#### [To do]
Starting at the line that holds "Target: soap bubble", copy every line exactly through the end of the data, and no others.

#### [Given information]
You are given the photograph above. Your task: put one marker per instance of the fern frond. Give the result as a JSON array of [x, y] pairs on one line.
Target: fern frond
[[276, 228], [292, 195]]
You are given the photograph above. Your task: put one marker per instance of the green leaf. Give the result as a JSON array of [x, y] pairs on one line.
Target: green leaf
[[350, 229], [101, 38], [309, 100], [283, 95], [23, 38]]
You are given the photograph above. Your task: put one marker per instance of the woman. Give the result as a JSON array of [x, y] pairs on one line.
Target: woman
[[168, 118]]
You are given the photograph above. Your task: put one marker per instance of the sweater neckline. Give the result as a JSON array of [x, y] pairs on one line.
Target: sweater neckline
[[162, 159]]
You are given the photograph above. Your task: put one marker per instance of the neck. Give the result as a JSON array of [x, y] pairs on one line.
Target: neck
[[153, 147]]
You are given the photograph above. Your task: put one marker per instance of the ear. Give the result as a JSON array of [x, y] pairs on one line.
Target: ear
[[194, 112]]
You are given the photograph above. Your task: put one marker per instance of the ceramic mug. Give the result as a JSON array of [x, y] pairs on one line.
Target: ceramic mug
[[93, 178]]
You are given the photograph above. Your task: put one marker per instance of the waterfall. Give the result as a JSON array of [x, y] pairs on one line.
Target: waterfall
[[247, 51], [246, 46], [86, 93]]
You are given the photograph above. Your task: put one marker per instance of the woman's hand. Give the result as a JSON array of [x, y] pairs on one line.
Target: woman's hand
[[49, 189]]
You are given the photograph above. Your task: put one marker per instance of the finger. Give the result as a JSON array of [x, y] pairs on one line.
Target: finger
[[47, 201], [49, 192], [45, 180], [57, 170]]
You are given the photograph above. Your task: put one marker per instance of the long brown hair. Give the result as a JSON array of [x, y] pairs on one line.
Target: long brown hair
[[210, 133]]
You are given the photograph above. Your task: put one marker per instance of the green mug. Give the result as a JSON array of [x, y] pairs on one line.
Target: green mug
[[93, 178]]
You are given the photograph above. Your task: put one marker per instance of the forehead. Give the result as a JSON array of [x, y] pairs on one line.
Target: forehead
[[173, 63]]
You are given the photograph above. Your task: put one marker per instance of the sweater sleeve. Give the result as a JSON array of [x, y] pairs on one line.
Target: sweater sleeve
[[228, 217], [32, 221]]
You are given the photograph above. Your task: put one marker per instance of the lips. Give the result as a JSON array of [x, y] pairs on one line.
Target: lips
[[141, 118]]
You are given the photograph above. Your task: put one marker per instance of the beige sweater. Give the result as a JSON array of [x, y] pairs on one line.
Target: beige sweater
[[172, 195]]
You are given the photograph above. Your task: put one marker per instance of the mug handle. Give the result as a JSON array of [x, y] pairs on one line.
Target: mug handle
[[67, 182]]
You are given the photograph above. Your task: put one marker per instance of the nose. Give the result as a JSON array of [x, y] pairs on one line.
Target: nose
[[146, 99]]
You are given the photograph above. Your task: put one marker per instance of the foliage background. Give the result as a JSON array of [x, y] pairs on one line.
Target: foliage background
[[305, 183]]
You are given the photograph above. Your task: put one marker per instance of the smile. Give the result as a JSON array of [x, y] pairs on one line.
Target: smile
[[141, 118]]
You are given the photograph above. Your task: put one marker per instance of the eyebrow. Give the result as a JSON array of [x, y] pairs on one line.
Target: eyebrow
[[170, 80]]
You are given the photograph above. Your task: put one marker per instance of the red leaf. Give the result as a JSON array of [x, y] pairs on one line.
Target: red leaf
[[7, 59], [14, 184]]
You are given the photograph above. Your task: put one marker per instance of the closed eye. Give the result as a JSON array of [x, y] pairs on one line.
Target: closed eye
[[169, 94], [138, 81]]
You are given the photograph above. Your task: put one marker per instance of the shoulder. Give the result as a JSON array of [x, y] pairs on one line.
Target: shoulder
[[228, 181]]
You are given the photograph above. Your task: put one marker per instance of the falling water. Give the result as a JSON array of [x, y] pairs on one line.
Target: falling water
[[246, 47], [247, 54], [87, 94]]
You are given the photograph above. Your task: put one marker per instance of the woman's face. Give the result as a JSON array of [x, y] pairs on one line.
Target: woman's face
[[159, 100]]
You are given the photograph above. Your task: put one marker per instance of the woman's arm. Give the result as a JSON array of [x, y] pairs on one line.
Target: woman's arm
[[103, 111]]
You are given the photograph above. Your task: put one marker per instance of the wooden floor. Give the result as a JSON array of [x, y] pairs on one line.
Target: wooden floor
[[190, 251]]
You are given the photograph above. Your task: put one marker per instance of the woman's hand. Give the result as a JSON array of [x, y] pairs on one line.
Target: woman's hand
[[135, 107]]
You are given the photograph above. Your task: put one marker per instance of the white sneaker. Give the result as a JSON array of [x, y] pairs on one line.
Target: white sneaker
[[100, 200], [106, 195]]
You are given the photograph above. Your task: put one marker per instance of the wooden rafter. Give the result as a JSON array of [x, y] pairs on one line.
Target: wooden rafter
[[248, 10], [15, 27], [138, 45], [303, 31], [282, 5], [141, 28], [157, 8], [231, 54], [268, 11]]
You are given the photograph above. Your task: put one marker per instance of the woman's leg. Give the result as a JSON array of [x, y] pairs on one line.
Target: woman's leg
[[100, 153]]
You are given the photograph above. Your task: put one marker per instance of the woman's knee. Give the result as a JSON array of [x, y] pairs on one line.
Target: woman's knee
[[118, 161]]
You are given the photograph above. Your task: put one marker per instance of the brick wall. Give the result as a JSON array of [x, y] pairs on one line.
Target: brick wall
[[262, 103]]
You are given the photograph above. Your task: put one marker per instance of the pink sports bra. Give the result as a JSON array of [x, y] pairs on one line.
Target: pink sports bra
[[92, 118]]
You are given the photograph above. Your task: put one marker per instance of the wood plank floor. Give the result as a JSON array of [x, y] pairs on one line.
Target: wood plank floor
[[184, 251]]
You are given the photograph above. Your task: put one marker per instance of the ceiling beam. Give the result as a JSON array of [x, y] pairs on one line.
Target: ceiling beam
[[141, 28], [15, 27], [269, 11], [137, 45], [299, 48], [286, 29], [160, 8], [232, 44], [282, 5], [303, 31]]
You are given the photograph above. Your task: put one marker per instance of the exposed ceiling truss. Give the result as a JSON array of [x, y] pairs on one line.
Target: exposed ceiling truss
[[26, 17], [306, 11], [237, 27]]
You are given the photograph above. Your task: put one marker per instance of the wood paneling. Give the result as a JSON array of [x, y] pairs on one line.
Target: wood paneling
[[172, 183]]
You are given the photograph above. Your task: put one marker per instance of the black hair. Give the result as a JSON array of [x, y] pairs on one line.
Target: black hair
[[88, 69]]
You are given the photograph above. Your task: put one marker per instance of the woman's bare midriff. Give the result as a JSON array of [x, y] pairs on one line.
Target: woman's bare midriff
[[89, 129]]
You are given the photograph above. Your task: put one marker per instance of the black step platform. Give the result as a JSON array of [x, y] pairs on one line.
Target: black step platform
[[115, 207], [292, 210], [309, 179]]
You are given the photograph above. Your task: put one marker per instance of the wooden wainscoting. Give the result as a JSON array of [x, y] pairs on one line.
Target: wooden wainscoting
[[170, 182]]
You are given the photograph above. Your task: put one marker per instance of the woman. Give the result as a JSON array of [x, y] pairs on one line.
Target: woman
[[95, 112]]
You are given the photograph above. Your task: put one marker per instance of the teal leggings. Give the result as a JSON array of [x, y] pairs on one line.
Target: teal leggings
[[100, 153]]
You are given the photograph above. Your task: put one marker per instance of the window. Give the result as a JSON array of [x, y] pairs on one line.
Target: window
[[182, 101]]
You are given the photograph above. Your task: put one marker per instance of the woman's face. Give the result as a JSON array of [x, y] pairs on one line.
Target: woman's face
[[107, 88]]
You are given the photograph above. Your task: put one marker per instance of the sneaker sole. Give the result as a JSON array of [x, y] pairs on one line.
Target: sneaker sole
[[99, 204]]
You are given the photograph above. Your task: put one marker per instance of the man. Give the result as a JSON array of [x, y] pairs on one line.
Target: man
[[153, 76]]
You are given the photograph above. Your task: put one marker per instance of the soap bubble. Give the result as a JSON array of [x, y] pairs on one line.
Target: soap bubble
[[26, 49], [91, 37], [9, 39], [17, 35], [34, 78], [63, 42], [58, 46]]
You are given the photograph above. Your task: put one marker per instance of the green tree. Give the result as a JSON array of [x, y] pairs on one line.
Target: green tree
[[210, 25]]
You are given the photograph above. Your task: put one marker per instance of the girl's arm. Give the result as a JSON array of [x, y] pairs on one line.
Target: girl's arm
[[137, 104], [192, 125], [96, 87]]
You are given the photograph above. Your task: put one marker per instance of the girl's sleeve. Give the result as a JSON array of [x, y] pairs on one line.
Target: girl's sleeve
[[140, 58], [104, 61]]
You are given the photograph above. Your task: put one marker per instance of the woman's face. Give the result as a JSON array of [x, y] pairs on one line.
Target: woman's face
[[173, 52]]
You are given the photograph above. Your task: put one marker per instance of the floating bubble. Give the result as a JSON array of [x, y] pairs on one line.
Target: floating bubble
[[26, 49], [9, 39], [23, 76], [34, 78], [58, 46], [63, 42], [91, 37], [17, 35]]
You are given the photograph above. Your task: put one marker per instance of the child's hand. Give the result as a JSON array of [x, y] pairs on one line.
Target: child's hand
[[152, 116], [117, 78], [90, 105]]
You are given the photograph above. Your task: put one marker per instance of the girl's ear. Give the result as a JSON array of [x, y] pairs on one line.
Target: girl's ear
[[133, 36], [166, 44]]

#### [Solution]
Target: soap bubble
[[26, 49], [91, 37], [9, 39], [17, 35], [34, 78], [63, 42], [58, 46]]
You are given the photograph above. Your task: put one marker per instance of the green tree. Give the result as a JSON array of [x, y] pairs on one line.
Target: green tree
[[210, 25]]
You are given the photograph above. Your task: put one marker per instance of the girl's arm. Give the result as a JSON array of [x, y] pairs on one line.
Target: girl's arm
[[137, 104], [192, 125], [96, 87]]
You are given the photograph above. Your task: put one marker per instance of the girl's sleeve. Give the result as a JSON array of [x, y] pairs on one line.
Target: girl's sleeve
[[140, 58], [104, 61]]
You are given the photograph above. Your task: put one marker per instance of the woman's face. Give the result as a JSON array of [x, y] pairs on one line.
Target: woman's face
[[173, 52]]
You are given the photograph above. Your task: put one marker per instance of the floating bubble. Give the result as a JSON array of [x, y] pairs on one line.
Target: floating bubble
[[26, 49], [9, 39], [23, 76], [34, 78], [58, 46], [63, 42], [91, 37], [17, 35]]
You are given the photograph above. Your task: put one marker per instance of the child's hand. Give the result as a JSON array of [x, y] pairs on one line.
Target: child's hand
[[152, 116], [117, 78], [90, 105]]
You are given the photograph above. Your task: put one marker per instance of the girl's ear. Give the result as a JSON array of [x, y] pairs on one line.
Target: girl's ear
[[133, 36], [166, 44]]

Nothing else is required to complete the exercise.